>> Begin
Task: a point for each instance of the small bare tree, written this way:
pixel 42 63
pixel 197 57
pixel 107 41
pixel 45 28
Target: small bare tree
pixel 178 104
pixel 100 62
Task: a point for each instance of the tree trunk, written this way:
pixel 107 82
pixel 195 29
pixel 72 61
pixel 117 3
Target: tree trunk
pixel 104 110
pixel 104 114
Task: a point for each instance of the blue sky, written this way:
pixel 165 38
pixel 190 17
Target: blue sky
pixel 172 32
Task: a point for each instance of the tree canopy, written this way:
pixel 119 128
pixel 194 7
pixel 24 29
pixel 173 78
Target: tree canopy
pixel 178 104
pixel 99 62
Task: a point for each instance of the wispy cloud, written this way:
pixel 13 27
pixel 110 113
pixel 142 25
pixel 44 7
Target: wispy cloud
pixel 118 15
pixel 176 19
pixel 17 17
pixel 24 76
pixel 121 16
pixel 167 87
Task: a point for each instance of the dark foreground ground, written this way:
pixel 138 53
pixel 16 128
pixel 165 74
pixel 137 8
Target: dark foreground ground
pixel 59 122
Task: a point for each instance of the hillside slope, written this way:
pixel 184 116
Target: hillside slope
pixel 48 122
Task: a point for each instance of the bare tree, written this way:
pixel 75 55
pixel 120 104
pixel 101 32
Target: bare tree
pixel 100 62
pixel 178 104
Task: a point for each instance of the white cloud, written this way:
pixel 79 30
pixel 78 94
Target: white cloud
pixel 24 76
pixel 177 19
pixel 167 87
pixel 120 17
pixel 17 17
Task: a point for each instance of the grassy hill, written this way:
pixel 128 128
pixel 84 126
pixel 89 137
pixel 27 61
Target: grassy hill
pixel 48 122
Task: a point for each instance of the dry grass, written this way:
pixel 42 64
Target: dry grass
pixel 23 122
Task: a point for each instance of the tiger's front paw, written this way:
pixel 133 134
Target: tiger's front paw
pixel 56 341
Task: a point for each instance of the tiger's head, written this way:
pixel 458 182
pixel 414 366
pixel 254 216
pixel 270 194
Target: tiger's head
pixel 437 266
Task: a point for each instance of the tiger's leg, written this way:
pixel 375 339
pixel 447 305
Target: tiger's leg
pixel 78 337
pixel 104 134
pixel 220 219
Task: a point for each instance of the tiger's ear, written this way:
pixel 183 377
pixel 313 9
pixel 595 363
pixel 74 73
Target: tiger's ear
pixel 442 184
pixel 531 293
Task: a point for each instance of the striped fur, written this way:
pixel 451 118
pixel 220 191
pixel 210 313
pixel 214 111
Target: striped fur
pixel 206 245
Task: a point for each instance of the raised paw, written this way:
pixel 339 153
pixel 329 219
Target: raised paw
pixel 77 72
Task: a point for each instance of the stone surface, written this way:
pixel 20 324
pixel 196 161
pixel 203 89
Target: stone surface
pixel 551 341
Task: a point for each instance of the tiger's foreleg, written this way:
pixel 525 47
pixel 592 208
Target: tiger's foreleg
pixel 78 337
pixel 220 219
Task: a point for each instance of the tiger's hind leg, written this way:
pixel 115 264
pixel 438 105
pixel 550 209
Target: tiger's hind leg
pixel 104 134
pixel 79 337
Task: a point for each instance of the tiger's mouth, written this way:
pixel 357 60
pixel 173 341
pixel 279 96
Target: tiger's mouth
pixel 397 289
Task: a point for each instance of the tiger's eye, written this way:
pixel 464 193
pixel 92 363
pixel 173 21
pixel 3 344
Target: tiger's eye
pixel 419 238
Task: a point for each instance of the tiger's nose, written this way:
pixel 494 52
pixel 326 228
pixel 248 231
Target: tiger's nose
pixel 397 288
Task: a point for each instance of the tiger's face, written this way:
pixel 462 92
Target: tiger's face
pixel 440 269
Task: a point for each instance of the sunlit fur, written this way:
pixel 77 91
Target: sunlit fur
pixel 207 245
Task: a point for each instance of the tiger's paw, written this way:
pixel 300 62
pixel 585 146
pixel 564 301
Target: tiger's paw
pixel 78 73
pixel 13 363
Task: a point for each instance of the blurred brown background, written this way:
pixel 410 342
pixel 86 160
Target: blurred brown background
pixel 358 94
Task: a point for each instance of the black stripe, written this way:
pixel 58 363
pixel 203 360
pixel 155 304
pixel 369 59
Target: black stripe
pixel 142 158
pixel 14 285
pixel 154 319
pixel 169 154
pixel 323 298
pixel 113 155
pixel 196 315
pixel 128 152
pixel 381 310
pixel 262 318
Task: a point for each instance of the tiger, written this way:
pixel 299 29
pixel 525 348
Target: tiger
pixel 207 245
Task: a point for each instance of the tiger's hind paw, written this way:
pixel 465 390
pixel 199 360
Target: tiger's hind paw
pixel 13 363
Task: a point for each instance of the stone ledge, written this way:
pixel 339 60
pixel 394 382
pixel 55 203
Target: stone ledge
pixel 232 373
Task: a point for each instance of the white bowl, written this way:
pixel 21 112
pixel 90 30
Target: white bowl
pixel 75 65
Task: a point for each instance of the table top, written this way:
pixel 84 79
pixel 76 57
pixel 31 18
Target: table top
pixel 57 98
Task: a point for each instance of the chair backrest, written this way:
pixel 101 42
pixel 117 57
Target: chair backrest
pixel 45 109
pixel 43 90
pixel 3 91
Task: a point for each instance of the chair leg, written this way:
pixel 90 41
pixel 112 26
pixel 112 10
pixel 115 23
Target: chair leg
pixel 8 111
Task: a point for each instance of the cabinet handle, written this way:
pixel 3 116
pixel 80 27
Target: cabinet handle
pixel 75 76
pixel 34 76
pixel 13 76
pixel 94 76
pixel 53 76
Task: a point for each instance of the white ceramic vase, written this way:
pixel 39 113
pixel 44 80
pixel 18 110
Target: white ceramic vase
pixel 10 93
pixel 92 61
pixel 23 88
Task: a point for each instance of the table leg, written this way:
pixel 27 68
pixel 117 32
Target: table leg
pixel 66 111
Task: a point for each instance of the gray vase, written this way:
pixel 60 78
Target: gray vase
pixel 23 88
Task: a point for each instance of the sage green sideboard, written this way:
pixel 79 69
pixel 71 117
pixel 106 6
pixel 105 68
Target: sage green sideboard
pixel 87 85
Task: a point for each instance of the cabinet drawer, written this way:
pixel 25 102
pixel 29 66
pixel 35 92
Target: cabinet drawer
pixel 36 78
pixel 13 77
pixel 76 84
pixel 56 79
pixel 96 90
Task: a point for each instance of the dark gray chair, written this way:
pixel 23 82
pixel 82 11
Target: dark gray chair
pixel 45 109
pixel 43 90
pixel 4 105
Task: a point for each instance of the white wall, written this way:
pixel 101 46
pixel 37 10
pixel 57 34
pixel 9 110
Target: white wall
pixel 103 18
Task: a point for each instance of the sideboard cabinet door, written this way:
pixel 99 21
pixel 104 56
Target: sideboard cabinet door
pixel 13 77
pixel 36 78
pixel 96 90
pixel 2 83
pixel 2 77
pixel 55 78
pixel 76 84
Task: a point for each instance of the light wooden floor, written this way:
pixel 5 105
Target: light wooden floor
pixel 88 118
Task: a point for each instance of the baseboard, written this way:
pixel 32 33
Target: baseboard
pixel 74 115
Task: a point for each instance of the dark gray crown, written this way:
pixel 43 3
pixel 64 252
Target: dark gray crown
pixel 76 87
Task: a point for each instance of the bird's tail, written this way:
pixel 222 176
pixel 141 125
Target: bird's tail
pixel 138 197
>> End
What to do: Rewrite all of the lines above, changing every "written this way" to "in this format" and leaving the rest as it is.

Correct response:
Task: a point for each instance of the small bare tree, in this format:
pixel 42 63
pixel 197 57
pixel 107 41
pixel 45 28
Target: small bare tree
pixel 178 104
pixel 100 62
Task: a point for each instance of the tree trunk, in this format:
pixel 107 82
pixel 195 29
pixel 72 61
pixel 117 3
Target: tree trunk
pixel 104 110
pixel 104 114
Task: a point for each instance of the blue sky, in this format:
pixel 165 38
pixel 190 17
Target: blue sky
pixel 172 32
Task: a point for each instance of the tree canopy, in this format:
pixel 119 128
pixel 194 7
pixel 24 29
pixel 173 78
Target: tree canopy
pixel 178 104
pixel 99 62
Task: a point for each instance of the wispy cloud, in this format:
pixel 13 27
pixel 110 113
pixel 142 25
pixel 44 7
Target: wispy cloud
pixel 118 15
pixel 176 19
pixel 17 17
pixel 24 76
pixel 121 16
pixel 167 87
Task: a point for each instance of the dark foreground ground, in this format:
pixel 138 53
pixel 16 128
pixel 165 74
pixel 137 8
Target: dark foreground ground
pixel 59 122
Task: a point for each instance of the hillside slope, in this format:
pixel 184 116
Target: hillside slope
pixel 48 122
Task: a point for each instance of the bare tree, in this format:
pixel 75 55
pixel 120 104
pixel 101 32
Target: bare tree
pixel 100 62
pixel 178 104
Task: a point for each instance of the white cloud, in this format:
pixel 79 30
pixel 78 94
Target: white cloud
pixel 24 76
pixel 177 19
pixel 167 87
pixel 120 17
pixel 17 17
Task: a point for each instance of the grassy hill, in this format:
pixel 128 128
pixel 84 126
pixel 89 137
pixel 27 61
Target: grassy hill
pixel 48 122
Task: a point for each instance of the dry grass, in this format:
pixel 42 64
Target: dry grass
pixel 23 122
Task: a point for each instance of the tiger's front paw, in this format:
pixel 133 134
Target: tiger's front paw
pixel 56 341
Task: a point for each instance of the tiger's head, in this format:
pixel 458 182
pixel 414 366
pixel 254 216
pixel 270 194
Target: tiger's head
pixel 437 266
Task: a point for each instance of the tiger's leg, in this format:
pixel 375 339
pixel 447 305
Target: tiger's leg
pixel 78 337
pixel 104 134
pixel 220 219
Task: a point for each instance of the tiger's ear, in this format:
pixel 183 377
pixel 313 9
pixel 595 363
pixel 74 73
Target: tiger's ear
pixel 442 184
pixel 531 293
Task: a point for each instance of the striped fur, in this format:
pixel 451 118
pixel 220 191
pixel 210 313
pixel 214 111
Target: striped fur
pixel 206 245
Task: a point for each instance of the raised paw, in this format:
pixel 339 153
pixel 329 219
Target: raised paw
pixel 77 72
Task: a point for each instance of the stone surface, in this format:
pixel 20 324
pixel 196 161
pixel 203 89
Target: stone surface
pixel 551 341
Task: a point for each instance of the tiger's foreleg, in this format:
pixel 525 47
pixel 592 208
Target: tiger's foreleg
pixel 78 337
pixel 220 219
Task: a point for each instance of the tiger's hind leg, in this format:
pixel 115 264
pixel 438 105
pixel 550 209
Target: tiger's hind leg
pixel 104 134
pixel 79 337
Task: a point for each instance of the tiger's mouth, in this format:
pixel 357 60
pixel 173 341
pixel 279 96
Target: tiger's mouth
pixel 397 289
Task: a point for each instance of the tiger's eye, in this format:
pixel 464 193
pixel 92 363
pixel 173 21
pixel 3 344
Target: tiger's eye
pixel 419 238
Task: a point for each instance of the tiger's nose, in this format:
pixel 494 52
pixel 326 228
pixel 248 231
Target: tiger's nose
pixel 397 288
Task: a point for each instance of the tiger's face, in this format:
pixel 462 92
Target: tiger's face
pixel 440 269
Task: a point for each instance of the sunlit fur, in this format:
pixel 77 91
Target: sunlit fur
pixel 207 245
Task: a point for each instance of the tiger's paw, in this format:
pixel 300 62
pixel 585 146
pixel 564 301
Target: tiger's paw
pixel 78 73
pixel 13 363
Task: a point for each instance of the blurred brown background, in this format:
pixel 410 342
pixel 86 160
Target: blurred brown background
pixel 358 94
Task: a point for each instance of the black stripe, in this format:
pixel 58 363
pixel 203 360
pixel 155 304
pixel 369 59
Target: black stripe
pixel 142 158
pixel 14 285
pixel 154 319
pixel 169 154
pixel 323 298
pixel 113 155
pixel 196 315
pixel 128 152
pixel 381 310
pixel 262 318
Task: a point for each instance of the tiger, in this format:
pixel 299 29
pixel 525 348
Target: tiger
pixel 207 245
Task: a point for each instance of the tiger's hind paw, in this format:
pixel 465 390
pixel 199 360
Target: tiger's hind paw
pixel 13 363
Task: a point for each instance of the stone ledge, in this format:
pixel 339 60
pixel 394 382
pixel 55 203
Target: stone ledge
pixel 232 373
Task: a point for each instance of the white bowl, in this format:
pixel 21 112
pixel 90 30
Target: white bowl
pixel 75 65
Task: a point for each instance of the table top, in this format:
pixel 84 79
pixel 76 57
pixel 31 18
Target: table top
pixel 57 98
Task: a point for each instance of the chair backrest, in this format:
pixel 101 42
pixel 117 57
Target: chair backrest
pixel 45 109
pixel 43 90
pixel 3 91
Task: a point for each instance of the chair leg, in this format:
pixel 90 41
pixel 112 26
pixel 112 10
pixel 115 23
Target: chair leg
pixel 8 111
Task: a point for each instance of the cabinet handle, in this format:
pixel 3 116
pixel 80 27
Target: cabinet handle
pixel 75 76
pixel 34 76
pixel 13 76
pixel 94 76
pixel 53 76
Task: a point for each instance of the white ceramic vase, in this format:
pixel 39 113
pixel 44 80
pixel 18 110
Target: white ceramic vase
pixel 10 93
pixel 92 61
pixel 23 88
Task: a point for each instance of the table leg, in this format:
pixel 27 68
pixel 117 32
Target: table leg
pixel 66 111
Task: a point for each instance of the gray vase, in this format:
pixel 60 78
Target: gray vase
pixel 23 88
Task: a point for each instance of the sage green sideboard, in this format:
pixel 79 69
pixel 71 117
pixel 106 6
pixel 105 68
Target: sage green sideboard
pixel 87 85
Task: a point for each instance of the cabinet drawer, in this format:
pixel 25 102
pixel 29 66
pixel 35 92
Target: cabinet drawer
pixel 36 78
pixel 13 77
pixel 76 84
pixel 56 79
pixel 96 90
Task: a point for each instance of the dark gray chair, in this format:
pixel 23 82
pixel 82 11
Target: dark gray chair
pixel 45 109
pixel 43 90
pixel 4 105
Task: a point for each instance of the white wall, in this format:
pixel 101 46
pixel 37 10
pixel 57 34
pixel 9 110
Target: white wall
pixel 103 18
Task: a point for each instance of the sideboard cabinet door, in this format:
pixel 99 21
pixel 104 56
Target: sideboard cabinet door
pixel 13 77
pixel 36 78
pixel 96 90
pixel 2 83
pixel 2 77
pixel 55 78
pixel 76 84
Task: a point for each instance of the light wooden floor, in this format:
pixel 5 105
Target: light wooden floor
pixel 88 118
Task: a point for each instance of the baseboard, in this format:
pixel 32 33
Target: baseboard
pixel 74 115
Task: a point for each instance of the dark gray crown, in this format:
pixel 43 3
pixel 64 252
Target: dark gray crown
pixel 76 87
Task: a point for each instance of the bird's tail, in this format:
pixel 222 176
pixel 141 125
Target: bird's tail
pixel 138 197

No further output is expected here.